YOUR TASK
Please locate every line in the entries below that contains the word "screen", and copy each of those lines. Case counts.

Annotated coordinate records:
● ● ● ● ●

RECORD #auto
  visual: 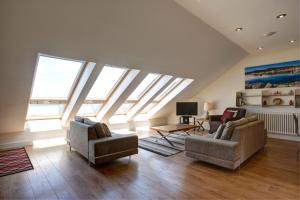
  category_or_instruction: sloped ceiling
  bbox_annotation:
[175,0,300,53]
[0,0,246,133]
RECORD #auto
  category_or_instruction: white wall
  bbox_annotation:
[169,46,300,123]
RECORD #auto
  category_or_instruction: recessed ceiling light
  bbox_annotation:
[235,27,243,32]
[264,31,277,37]
[276,13,287,19]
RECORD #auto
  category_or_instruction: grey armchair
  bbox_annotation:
[68,121,138,164]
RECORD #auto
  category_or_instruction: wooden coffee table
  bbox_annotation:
[151,124,198,146]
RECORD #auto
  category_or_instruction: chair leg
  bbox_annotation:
[297,146,300,160]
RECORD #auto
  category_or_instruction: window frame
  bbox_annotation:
[110,73,164,124]
[77,67,130,117]
[26,53,87,121]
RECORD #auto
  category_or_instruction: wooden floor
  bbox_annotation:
[0,139,300,200]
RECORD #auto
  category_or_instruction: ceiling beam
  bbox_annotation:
[61,62,104,127]
[97,70,148,123]
[127,75,172,121]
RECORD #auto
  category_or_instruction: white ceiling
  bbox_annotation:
[175,0,300,53]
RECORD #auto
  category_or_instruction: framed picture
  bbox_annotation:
[245,60,300,89]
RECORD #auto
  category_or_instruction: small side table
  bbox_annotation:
[197,118,209,131]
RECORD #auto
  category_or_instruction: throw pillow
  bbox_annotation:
[84,118,106,138]
[214,124,225,139]
[227,110,238,118]
[220,118,248,140]
[74,116,84,123]
[220,121,234,140]
[246,115,258,122]
[220,110,234,123]
[101,123,111,137]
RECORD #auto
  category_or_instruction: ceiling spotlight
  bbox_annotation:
[264,31,277,37]
[276,13,287,19]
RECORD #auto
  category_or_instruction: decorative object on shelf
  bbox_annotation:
[236,88,300,108]
[203,102,213,119]
[273,98,283,106]
[245,60,300,89]
[274,90,282,96]
[263,100,267,106]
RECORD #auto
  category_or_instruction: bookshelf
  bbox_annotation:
[236,88,300,108]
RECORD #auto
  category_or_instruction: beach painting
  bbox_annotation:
[245,60,300,89]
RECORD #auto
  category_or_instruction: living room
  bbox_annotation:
[0,0,300,199]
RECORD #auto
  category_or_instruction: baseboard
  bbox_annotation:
[268,133,300,142]
[0,141,32,149]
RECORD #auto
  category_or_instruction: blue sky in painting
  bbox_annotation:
[245,60,300,73]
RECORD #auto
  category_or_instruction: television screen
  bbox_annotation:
[176,102,198,116]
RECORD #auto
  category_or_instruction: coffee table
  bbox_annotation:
[151,124,198,146]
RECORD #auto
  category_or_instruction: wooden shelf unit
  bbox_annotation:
[236,88,300,108]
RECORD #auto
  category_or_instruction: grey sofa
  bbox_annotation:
[68,121,138,164]
[209,107,246,133]
[185,120,267,169]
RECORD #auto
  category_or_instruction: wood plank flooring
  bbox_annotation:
[0,139,300,200]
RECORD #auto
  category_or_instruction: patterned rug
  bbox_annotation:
[0,147,33,176]
[139,133,187,157]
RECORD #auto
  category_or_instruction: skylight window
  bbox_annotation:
[77,103,103,116]
[26,104,64,119]
[31,55,83,99]
[154,78,183,101]
[140,103,157,114]
[87,66,127,100]
[127,73,160,100]
[116,103,134,115]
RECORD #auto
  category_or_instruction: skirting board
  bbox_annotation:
[268,133,300,142]
[0,141,32,149]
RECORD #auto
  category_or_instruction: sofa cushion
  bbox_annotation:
[89,134,138,157]
[74,116,84,123]
[227,109,238,118]
[246,115,258,122]
[220,118,248,140]
[84,118,106,138]
[220,110,234,123]
[214,124,225,139]
[101,123,111,137]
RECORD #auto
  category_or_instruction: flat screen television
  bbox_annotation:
[176,102,198,116]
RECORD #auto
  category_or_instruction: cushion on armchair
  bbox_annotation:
[220,110,234,123]
[84,118,106,138]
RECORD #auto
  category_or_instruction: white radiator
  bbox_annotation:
[255,112,300,136]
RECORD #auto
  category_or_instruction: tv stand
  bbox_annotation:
[179,116,195,125]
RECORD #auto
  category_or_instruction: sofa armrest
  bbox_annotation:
[209,115,222,121]
[185,136,240,161]
[69,121,90,158]
[89,134,138,157]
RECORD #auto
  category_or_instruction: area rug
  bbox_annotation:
[0,147,33,177]
[139,133,187,157]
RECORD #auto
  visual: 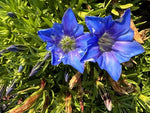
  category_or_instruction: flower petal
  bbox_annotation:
[85,15,113,36]
[38,26,63,44]
[72,24,84,38]
[97,52,122,81]
[63,49,84,73]
[76,33,92,50]
[46,42,55,51]
[62,8,78,36]
[51,47,64,65]
[38,28,54,42]
[85,16,105,35]
[81,45,101,62]
[116,29,134,41]
[111,51,131,63]
[108,9,131,37]
[112,41,144,58]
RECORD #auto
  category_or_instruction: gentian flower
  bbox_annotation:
[38,8,89,73]
[81,9,144,81]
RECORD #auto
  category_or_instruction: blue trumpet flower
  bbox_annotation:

● ● ● ● ●

CORRECT OUTPUT
  category_or_instruction: television screen
  category_or_instruction: flat screen television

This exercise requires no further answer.